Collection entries
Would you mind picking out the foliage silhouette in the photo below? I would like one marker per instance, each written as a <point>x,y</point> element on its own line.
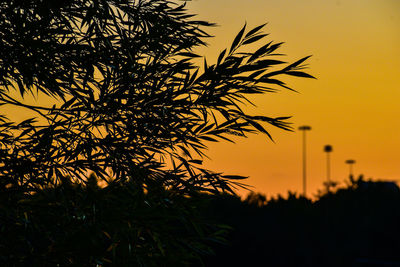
<point>353,226</point>
<point>131,106</point>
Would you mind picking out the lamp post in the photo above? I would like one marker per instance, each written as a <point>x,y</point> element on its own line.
<point>350,162</point>
<point>328,149</point>
<point>304,128</point>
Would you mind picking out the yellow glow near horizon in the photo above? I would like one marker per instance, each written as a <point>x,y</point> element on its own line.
<point>353,105</point>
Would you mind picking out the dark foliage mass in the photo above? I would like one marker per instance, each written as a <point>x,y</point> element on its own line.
<point>131,106</point>
<point>354,226</point>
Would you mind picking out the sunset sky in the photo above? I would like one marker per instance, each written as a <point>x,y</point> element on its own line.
<point>353,104</point>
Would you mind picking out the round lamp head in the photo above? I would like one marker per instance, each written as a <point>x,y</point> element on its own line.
<point>328,148</point>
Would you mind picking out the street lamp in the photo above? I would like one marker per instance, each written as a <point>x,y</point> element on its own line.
<point>350,162</point>
<point>328,149</point>
<point>304,128</point>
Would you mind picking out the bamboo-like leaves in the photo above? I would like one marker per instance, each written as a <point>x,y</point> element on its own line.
<point>133,103</point>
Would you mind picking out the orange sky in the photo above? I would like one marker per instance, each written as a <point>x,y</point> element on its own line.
<point>353,105</point>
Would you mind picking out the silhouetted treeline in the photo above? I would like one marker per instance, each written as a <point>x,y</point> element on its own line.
<point>354,226</point>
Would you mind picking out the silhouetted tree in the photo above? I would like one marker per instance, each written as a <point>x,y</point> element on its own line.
<point>130,105</point>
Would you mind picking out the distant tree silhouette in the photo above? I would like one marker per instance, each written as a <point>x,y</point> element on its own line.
<point>356,225</point>
<point>130,105</point>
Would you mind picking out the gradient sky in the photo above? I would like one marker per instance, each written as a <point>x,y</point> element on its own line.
<point>353,104</point>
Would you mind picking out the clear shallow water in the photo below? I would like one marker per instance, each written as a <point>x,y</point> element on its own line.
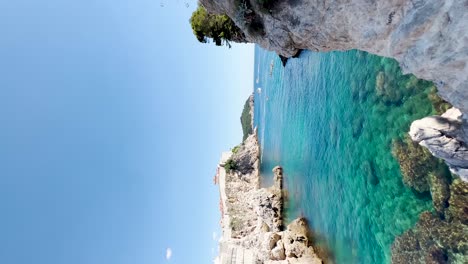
<point>329,119</point>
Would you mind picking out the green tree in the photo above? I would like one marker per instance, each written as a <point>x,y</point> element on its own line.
<point>220,28</point>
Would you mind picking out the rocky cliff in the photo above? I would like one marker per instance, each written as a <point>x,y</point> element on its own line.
<point>252,223</point>
<point>429,38</point>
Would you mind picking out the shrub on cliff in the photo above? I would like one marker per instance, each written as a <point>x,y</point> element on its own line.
<point>220,28</point>
<point>439,104</point>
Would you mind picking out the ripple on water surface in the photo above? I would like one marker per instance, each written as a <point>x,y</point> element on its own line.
<point>329,119</point>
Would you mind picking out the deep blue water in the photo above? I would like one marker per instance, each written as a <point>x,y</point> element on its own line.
<point>329,119</point>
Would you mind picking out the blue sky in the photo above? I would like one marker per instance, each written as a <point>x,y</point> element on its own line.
<point>113,118</point>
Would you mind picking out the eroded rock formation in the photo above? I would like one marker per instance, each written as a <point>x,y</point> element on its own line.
<point>444,137</point>
<point>252,223</point>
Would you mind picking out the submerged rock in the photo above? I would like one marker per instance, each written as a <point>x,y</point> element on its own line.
<point>440,192</point>
<point>458,209</point>
<point>415,163</point>
<point>432,240</point>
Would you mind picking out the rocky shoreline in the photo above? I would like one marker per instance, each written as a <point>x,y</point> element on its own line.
<point>252,217</point>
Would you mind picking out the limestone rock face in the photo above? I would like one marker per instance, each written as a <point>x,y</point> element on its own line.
<point>444,137</point>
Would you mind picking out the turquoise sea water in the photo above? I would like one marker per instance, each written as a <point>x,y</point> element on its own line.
<point>329,119</point>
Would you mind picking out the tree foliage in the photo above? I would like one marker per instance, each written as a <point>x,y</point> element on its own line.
<point>220,28</point>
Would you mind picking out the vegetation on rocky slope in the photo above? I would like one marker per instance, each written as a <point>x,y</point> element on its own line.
<point>219,28</point>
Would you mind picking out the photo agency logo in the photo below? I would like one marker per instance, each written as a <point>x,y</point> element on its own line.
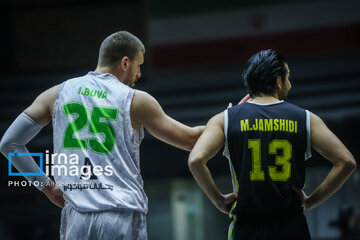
<point>59,164</point>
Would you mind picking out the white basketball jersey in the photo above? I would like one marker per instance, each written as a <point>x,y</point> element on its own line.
<point>97,166</point>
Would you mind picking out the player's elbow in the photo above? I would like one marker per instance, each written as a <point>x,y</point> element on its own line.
<point>194,136</point>
<point>349,163</point>
<point>194,161</point>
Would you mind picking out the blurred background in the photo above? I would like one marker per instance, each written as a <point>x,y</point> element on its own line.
<point>195,53</point>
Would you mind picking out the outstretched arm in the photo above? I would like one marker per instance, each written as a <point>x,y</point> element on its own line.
<point>26,126</point>
<point>147,112</point>
<point>207,146</point>
<point>330,147</point>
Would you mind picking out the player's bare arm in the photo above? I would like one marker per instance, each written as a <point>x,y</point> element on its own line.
<point>40,111</point>
<point>147,112</point>
<point>199,156</point>
<point>330,147</point>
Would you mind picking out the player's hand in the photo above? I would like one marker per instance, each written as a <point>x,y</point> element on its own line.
<point>54,194</point>
<point>226,202</point>
<point>303,198</point>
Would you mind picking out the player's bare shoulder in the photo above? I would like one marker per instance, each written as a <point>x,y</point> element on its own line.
<point>41,109</point>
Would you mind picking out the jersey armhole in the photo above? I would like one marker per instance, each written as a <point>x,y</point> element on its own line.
<point>56,102</point>
<point>308,136</point>
<point>226,147</point>
<point>226,153</point>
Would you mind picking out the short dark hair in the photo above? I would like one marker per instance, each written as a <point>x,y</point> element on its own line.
<point>262,70</point>
<point>118,45</point>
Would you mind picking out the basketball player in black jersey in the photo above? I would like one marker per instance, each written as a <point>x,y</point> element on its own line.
<point>267,141</point>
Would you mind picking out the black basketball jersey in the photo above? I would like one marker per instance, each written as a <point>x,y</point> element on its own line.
<point>267,146</point>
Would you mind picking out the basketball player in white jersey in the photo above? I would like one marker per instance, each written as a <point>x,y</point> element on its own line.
<point>98,117</point>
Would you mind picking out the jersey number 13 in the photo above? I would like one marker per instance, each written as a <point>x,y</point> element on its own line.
<point>283,160</point>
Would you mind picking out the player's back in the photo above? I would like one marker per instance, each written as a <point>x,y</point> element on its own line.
<point>92,128</point>
<point>267,146</point>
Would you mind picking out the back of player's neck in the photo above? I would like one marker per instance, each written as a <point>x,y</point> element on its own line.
<point>265,99</point>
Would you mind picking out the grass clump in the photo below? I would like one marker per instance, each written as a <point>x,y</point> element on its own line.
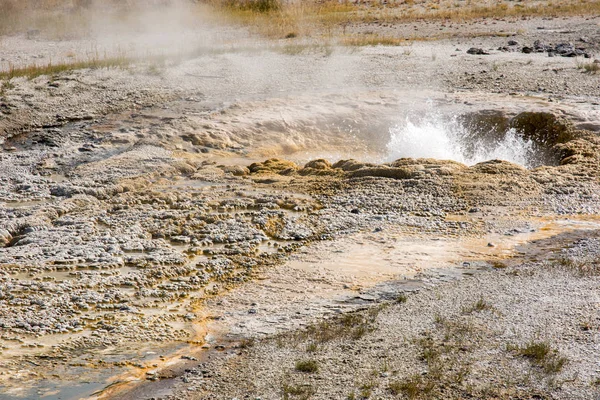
<point>35,70</point>
<point>257,6</point>
<point>373,40</point>
<point>541,354</point>
<point>579,267</point>
<point>308,366</point>
<point>589,67</point>
<point>401,298</point>
<point>479,306</point>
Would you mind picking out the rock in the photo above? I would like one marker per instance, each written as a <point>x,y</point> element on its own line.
<point>5,237</point>
<point>318,164</point>
<point>477,51</point>
<point>235,170</point>
<point>274,166</point>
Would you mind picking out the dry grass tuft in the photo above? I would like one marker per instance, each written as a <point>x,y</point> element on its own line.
<point>308,366</point>
<point>374,40</point>
<point>541,354</point>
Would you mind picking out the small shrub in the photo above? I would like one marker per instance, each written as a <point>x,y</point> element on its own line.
<point>542,355</point>
<point>312,347</point>
<point>478,306</point>
<point>401,298</point>
<point>302,392</point>
<point>308,366</point>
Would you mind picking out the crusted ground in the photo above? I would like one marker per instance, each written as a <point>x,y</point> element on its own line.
<point>187,207</point>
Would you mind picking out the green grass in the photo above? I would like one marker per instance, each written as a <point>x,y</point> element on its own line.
<point>35,70</point>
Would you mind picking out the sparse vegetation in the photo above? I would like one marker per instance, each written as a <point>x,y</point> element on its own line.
<point>541,354</point>
<point>413,387</point>
<point>589,67</point>
<point>374,40</point>
<point>401,298</point>
<point>35,70</point>
<point>351,325</point>
<point>312,347</point>
<point>308,366</point>
<point>578,267</point>
<point>478,306</point>
<point>331,18</point>
<point>299,392</point>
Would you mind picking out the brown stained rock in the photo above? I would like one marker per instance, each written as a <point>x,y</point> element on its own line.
<point>499,167</point>
<point>318,164</point>
<point>235,170</point>
<point>351,165</point>
<point>274,166</point>
<point>385,172</point>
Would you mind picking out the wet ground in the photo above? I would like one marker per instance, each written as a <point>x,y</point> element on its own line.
<point>137,234</point>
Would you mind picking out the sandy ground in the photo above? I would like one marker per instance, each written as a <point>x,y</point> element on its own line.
<point>148,251</point>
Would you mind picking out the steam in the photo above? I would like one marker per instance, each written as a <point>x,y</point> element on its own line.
<point>447,139</point>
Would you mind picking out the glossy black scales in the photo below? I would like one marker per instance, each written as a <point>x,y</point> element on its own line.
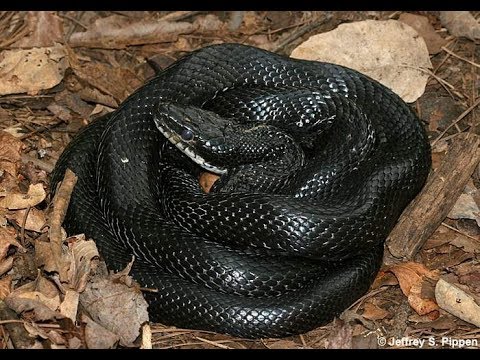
<point>317,163</point>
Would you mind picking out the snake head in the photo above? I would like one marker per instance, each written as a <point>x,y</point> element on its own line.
<point>198,133</point>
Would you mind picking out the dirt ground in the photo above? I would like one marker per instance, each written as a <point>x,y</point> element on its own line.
<point>87,63</point>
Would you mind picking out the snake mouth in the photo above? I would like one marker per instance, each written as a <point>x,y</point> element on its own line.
<point>176,140</point>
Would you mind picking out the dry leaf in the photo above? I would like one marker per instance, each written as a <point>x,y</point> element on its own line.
<point>83,252</point>
<point>7,239</point>
<point>10,156</point>
<point>40,296</point>
<point>340,337</point>
<point>461,23</point>
<point>115,81</point>
<point>113,305</point>
<point>31,70</point>
<point>69,305</point>
<point>118,32</point>
<point>35,219</point>
<point>457,302</point>
<point>423,27</point>
<point>46,29</point>
<point>35,195</point>
<point>373,312</point>
<point>388,51</point>
<point>97,337</point>
<point>414,280</point>
<point>6,265</point>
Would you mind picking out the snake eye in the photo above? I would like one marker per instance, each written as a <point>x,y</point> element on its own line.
<point>187,135</point>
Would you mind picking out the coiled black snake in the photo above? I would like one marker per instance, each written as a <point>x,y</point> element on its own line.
<point>318,161</point>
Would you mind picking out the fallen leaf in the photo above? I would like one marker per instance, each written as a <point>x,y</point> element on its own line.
<point>340,337</point>
<point>118,32</point>
<point>98,337</point>
<point>388,51</point>
<point>5,286</point>
<point>461,23</point>
<point>83,254</point>
<point>373,312</point>
<point>10,156</point>
<point>30,71</point>
<point>69,305</point>
<point>415,280</point>
<point>465,208</point>
<point>6,265</point>
<point>114,304</point>
<point>457,302</point>
<point>46,29</point>
<point>468,245</point>
<point>40,296</point>
<point>115,81</point>
<point>35,219</point>
<point>14,200</point>
<point>7,239</point>
<point>423,27</point>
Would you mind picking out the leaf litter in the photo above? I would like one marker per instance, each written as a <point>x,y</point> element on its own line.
<point>62,294</point>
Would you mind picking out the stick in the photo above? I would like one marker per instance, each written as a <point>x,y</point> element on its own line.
<point>422,217</point>
<point>60,206</point>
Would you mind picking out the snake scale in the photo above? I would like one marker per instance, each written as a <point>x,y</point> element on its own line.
<point>317,162</point>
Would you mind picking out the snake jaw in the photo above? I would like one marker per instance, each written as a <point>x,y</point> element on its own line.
<point>176,140</point>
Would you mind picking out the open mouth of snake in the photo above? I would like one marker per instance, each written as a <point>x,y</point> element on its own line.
<point>176,140</point>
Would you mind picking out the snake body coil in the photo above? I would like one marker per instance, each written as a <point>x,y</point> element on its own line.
<point>318,161</point>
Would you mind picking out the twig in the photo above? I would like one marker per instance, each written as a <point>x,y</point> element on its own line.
<point>459,57</point>
<point>462,115</point>
<point>24,222</point>
<point>60,206</point>
<point>427,211</point>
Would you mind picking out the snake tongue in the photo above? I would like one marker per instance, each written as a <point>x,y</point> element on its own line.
<point>176,140</point>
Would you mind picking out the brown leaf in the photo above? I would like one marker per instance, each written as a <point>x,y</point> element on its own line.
<point>384,278</point>
<point>5,286</point>
<point>341,336</point>
<point>461,23</point>
<point>14,200</point>
<point>46,29</point>
<point>10,156</point>
<point>44,257</point>
<point>115,81</point>
<point>40,296</point>
<point>97,337</point>
<point>6,265</point>
<point>373,312</point>
<point>35,219</point>
<point>112,305</point>
<point>425,29</point>
<point>31,70</point>
<point>414,280</point>
<point>118,32</point>
<point>7,239</point>
<point>457,302</point>
<point>69,305</point>
<point>83,254</point>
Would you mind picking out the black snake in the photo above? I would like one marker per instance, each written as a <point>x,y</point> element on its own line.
<point>317,160</point>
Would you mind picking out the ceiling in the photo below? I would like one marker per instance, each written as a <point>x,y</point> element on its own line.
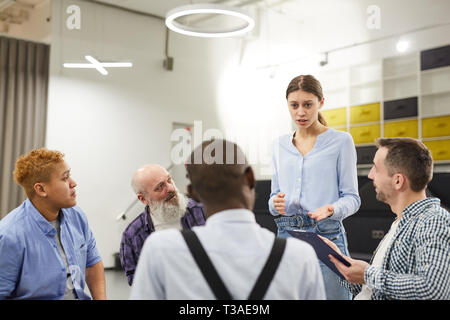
<point>322,25</point>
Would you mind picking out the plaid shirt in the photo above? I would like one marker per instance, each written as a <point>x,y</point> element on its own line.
<point>417,264</point>
<point>141,227</point>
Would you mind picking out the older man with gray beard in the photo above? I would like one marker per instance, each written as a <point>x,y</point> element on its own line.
<point>165,208</point>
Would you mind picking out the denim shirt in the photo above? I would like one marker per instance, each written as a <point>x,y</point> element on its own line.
<point>325,175</point>
<point>31,266</point>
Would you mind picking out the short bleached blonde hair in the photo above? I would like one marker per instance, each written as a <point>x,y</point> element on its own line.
<point>36,166</point>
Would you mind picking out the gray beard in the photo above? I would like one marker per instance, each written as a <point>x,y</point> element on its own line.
<point>163,212</point>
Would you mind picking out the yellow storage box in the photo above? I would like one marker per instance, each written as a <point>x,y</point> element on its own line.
<point>436,127</point>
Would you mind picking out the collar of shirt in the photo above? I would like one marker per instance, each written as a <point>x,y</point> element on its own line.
<point>293,148</point>
<point>230,216</point>
<point>42,223</point>
<point>417,207</point>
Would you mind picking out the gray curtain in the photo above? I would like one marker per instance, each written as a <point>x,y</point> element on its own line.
<point>24,71</point>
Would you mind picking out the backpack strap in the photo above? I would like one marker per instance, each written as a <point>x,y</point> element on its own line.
<point>206,267</point>
<point>265,277</point>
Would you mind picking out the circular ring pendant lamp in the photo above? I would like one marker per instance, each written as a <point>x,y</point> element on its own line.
<point>217,9</point>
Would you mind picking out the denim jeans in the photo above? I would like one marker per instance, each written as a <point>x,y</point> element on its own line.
<point>327,228</point>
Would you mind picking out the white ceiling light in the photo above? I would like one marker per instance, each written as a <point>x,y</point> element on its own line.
<point>100,66</point>
<point>187,10</point>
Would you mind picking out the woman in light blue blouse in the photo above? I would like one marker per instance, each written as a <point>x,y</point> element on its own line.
<point>314,182</point>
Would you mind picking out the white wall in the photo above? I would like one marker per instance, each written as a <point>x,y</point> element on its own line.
<point>110,125</point>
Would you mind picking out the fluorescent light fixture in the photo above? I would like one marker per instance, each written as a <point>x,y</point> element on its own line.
<point>97,65</point>
<point>402,46</point>
<point>182,11</point>
<point>100,66</point>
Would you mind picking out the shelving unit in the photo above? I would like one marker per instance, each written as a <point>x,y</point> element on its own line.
<point>403,96</point>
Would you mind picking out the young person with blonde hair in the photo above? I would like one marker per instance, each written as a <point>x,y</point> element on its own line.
<point>46,246</point>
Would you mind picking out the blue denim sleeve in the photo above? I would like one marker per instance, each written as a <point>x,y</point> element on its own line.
<point>349,200</point>
<point>275,188</point>
<point>10,265</point>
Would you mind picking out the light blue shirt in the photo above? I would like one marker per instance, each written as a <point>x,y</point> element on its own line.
<point>31,266</point>
<point>325,175</point>
<point>238,248</point>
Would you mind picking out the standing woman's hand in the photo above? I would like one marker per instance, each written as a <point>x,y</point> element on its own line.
<point>322,212</point>
<point>280,203</point>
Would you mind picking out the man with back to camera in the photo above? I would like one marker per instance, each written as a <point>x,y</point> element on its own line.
<point>46,246</point>
<point>412,261</point>
<point>237,248</point>
<point>165,208</point>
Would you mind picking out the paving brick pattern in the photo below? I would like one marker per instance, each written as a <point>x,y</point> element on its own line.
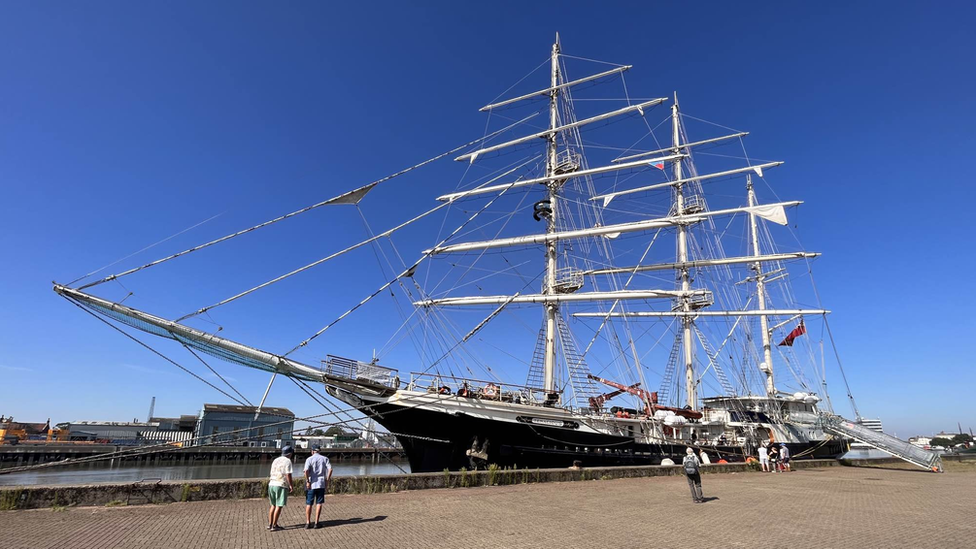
<point>856,508</point>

• **What the task asks**:
Pictures are to be omitted. The lines from the line holding "Would you mind picking out the paving" through the closing line of the data above are to be set down exactly, and nothing more.

• **Your solution**:
Would you mind picking out the paving brick pattern in the photo below? I would like one marker per instance, each written as a <point>x,y</point> element on its own line.
<point>856,508</point>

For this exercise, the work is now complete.